FRAGMENTO DEL TEXTO:
• • • •

Cinco horas laborales al año
En 2022, un estudio de la empresa antivirus Kaspersky detectaba que el spam significaba la pérdida de cinco horas laborales al año por cada persona. Si el coste/hora trabajada en España es de 22,4 euros (INE, 2020), multiplicando la resultante de horas/precio unitario por los más de veinte millones de trabajadores activos -a los que hay que añadir los pensionistas y el resto de la población -, sale una cantidad muy superior a la de la soledad no deseada, que es otro coste oculto, equivalente al 1,17% del PIB, según avanzamos el otro día. Los ciberataques están a la orden del día, solo hace falta recordar el del Hospital Clínic hace unas semanas. Los costes en software, hardware y otros servicios relacionados con la protección de datos, la seguridad y la gestión de riesgos se están disparando en el último trienio de un 15% anual (Garner, 2022). Tampoco podemos olvidar, pese a la dificultad de contabilizarlos, los costes inherentes a las enfermedades derivadas del cansancio, de la angustia que generan en la persona todas estas distorsiones; ni tampoco el adelanto de la obsolescencia de los aparatos o reparaciones; ni la reiteración al emitir mensajes a través de masas canales que el receptor rechaza y le provoca acoso.
Es verdad que muchos de los antídotos al uso -anti spam, preventivos, limpieza de los aparatos, reforzamiento de la seguridad...- están sin cargo. Ahora bien, ya se sabe que en los aparatos digitales, las empresas que los venden siempre acaban monetizando a base de productos freemium o de cualquier otra forma.

• • • •

Entradas guardadas
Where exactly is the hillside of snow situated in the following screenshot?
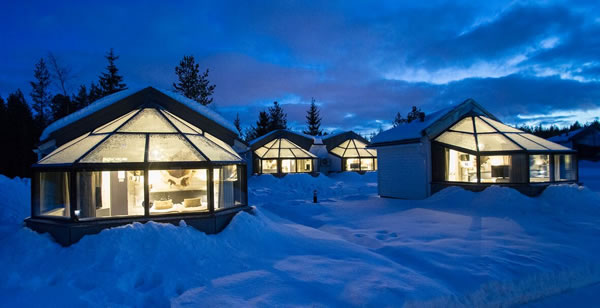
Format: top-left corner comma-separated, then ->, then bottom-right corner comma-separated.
0,163 -> 600,307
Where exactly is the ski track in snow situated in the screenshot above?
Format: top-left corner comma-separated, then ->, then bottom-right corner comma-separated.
0,162 -> 600,307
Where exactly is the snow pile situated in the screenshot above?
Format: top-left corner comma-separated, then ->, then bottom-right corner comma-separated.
0,167 -> 600,307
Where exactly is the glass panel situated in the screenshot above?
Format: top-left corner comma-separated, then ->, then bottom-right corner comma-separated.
554,154 -> 577,181
331,147 -> 345,156
263,148 -> 279,158
119,108 -> 177,133
281,139 -> 298,149
292,149 -> 312,158
444,149 -> 477,183
477,134 -> 521,152
213,165 -> 246,210
296,159 -> 313,172
435,132 -> 477,151
344,147 -> 358,157
186,135 -> 242,161
281,159 -> 296,173
279,149 -> 295,158
360,158 -> 374,171
477,117 -> 522,133
148,169 -> 208,215
480,155 -> 512,183
161,110 -> 202,134
254,147 -> 267,158
529,154 -> 550,183
148,135 -> 205,162
40,135 -> 107,164
338,140 -> 350,149
75,170 -> 144,219
450,117 -> 474,133
506,133 -> 547,150
94,110 -> 138,133
261,159 -> 277,173
33,172 -> 71,217
81,134 -> 146,163
521,134 -> 570,151
346,158 -> 360,171
475,117 -> 497,133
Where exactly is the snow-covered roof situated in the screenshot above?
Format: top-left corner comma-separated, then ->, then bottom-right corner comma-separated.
40,87 -> 236,141
371,107 -> 453,143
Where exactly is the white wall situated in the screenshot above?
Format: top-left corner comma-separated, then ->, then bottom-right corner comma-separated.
377,140 -> 431,199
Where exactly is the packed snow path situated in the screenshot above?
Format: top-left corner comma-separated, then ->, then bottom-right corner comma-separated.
0,164 -> 600,307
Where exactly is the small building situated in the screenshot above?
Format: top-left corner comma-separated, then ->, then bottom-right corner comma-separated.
245,130 -> 318,176
25,87 -> 248,245
548,126 -> 600,161
370,99 -> 578,199
322,131 -> 377,172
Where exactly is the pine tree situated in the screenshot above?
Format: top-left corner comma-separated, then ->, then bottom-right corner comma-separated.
233,113 -> 242,138
269,101 -> 287,132
392,112 -> 406,127
99,48 -> 127,97
29,58 -> 51,127
50,94 -> 75,120
71,84 -> 90,110
304,97 -> 323,136
173,56 -> 216,106
252,111 -> 271,139
4,90 -> 37,177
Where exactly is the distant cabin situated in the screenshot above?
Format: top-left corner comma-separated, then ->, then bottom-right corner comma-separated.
370,99 -> 578,199
548,126 -> 600,161
25,87 -> 248,245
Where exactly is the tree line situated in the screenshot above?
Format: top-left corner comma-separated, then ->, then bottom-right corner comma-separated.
0,48 -> 216,177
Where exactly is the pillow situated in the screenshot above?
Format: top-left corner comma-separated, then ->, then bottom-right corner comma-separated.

• • • •

TU OBJETIVO:
Extrae completo el fragmento sobre el coste del spam, sin alterar una sola palabra.

SOLUCIÓN PROPUESTA:
Cinco horas laborales al año
En 2022, un estudio de la empresa antivirus Kaspersky detectaba que el spam significaba la pérdida de cinco horas laborales al año por cada persona. Si el coste/hora trabajada en España es de 22,4 euros (INE, 2020), multiplicando la resultante de horas/precio unitario por los más de veinte millones de trabajadores activos -a los que hay que añadir los pensionistas y el resto de la población -, sale una cantidad muy superior a la de la soledad no deseada, que es otro coste oculto, equivalente al 1,17% del PIB, según avanzamos el otro día. Los ciberataques están a la orden del día, solo hace falta recordar el del Hospital Clínic hace unas semanas. Los costes en software, hardware y otros servicios relacionados con la protección de datos, la seguridad y la gestión de riesgos se están disparando en el último trienio de un 15% anual (Garner, 2022). Tampoco podemos olvidar, pese a la dificultad de contabilizarlos, los costes inherentes a las enfermedades derivadas del cansancio, de la angustia que generan en la persona todas estas distorsiones; ni tampoco el adelanto de la obsolescencia de los aparatos o reparaciones; ni la reiteración al emitir mensajes a través de masas canales que el receptor rechaza y le provoca acoso.
Es verdad que muchos de los antídotos al uso -anti spam, preventivos, limpieza de los aparatos, reforzamiento de la seguridad...- están sin cargo. Ahora bien, ya se sabe que en los aparatos digitales, las empresas que los venden siempre acaban monetizando a base de productos freemium o de cualquier otra forma.